_Provided data:_
%%

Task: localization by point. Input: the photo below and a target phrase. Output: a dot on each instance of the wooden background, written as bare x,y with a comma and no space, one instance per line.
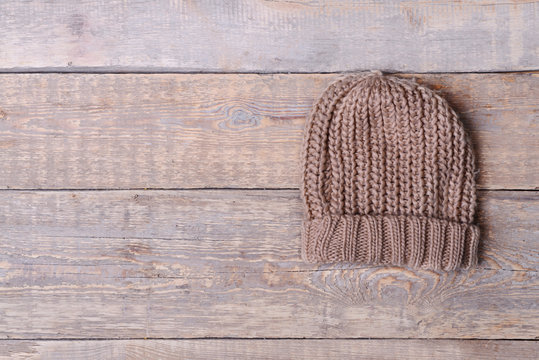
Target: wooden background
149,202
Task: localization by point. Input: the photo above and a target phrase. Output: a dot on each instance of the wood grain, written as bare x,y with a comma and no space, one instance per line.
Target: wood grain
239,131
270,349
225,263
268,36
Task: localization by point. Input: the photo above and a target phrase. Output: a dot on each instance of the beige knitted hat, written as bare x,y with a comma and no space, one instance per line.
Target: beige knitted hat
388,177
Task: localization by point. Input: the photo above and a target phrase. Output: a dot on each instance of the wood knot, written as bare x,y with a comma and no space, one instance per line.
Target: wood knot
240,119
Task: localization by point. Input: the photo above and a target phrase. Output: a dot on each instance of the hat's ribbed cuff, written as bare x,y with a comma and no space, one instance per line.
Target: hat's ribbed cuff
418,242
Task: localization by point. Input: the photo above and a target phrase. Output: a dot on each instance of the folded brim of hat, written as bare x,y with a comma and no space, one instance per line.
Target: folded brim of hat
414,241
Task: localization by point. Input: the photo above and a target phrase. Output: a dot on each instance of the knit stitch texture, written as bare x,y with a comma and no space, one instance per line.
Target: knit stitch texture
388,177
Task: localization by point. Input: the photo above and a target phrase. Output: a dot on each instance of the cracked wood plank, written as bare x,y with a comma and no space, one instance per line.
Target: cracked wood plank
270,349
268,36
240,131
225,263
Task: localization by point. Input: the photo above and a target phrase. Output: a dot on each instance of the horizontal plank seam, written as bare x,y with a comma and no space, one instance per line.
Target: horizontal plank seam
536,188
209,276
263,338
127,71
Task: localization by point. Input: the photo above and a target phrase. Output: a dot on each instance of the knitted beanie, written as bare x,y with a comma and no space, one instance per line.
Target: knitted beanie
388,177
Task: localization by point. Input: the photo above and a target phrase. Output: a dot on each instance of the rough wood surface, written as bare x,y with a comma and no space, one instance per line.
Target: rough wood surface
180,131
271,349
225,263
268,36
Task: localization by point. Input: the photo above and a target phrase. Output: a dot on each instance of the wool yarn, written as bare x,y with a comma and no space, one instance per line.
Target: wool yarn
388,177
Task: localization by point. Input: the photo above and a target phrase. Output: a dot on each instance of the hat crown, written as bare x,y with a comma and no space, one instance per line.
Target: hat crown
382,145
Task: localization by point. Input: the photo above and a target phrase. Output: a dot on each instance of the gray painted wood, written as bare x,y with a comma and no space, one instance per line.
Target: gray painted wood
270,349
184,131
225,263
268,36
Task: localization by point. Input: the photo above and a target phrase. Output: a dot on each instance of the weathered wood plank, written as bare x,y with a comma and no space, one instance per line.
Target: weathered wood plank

%%
%%

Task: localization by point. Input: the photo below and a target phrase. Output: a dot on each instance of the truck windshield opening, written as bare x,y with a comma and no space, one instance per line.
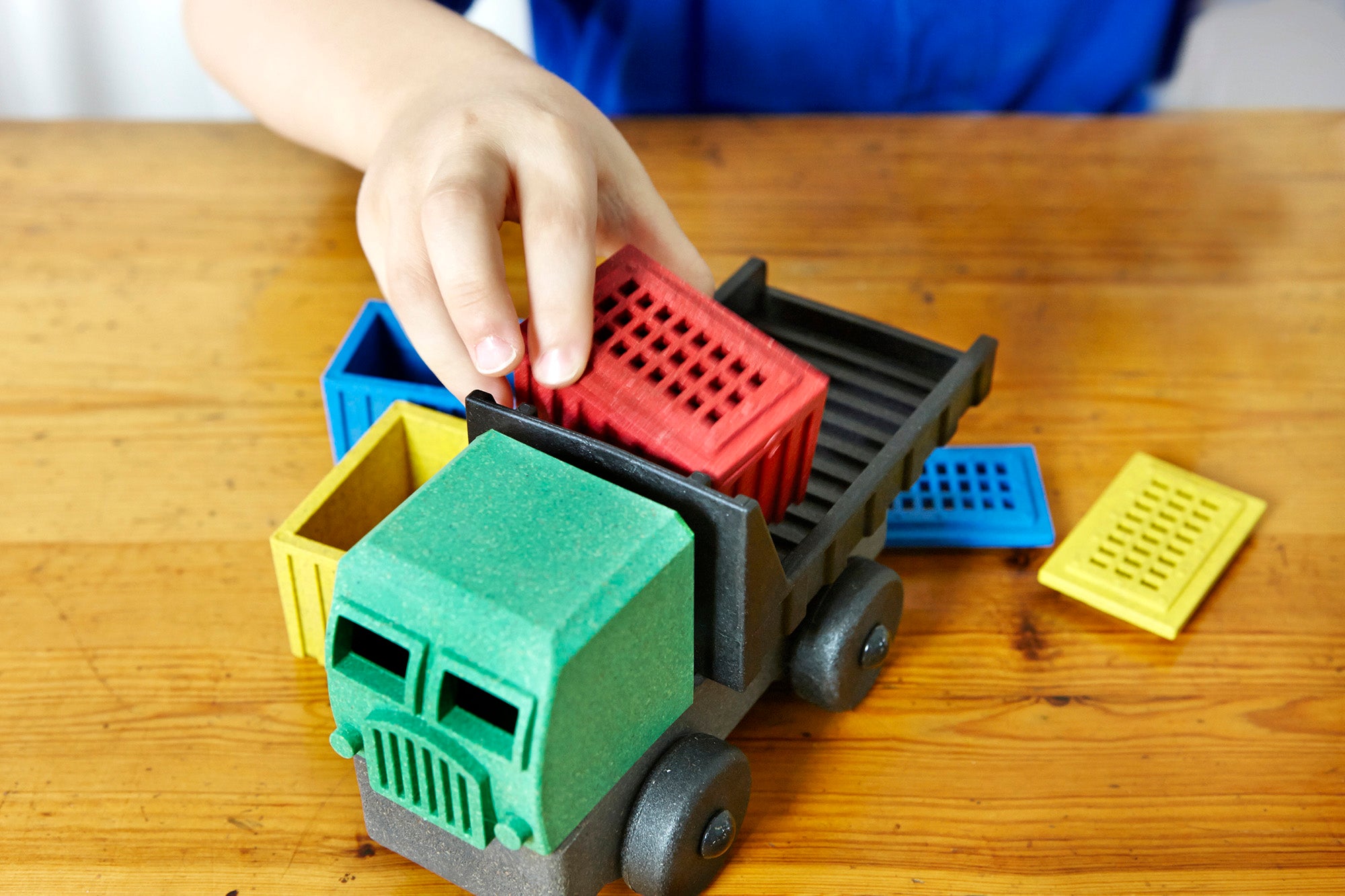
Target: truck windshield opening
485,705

%%

_Task requirements:_
Count the lines in the rows above that contain the string "ribbed", treating uppercase and lowercase as different, and reply with the number alone.

_Response below:_
2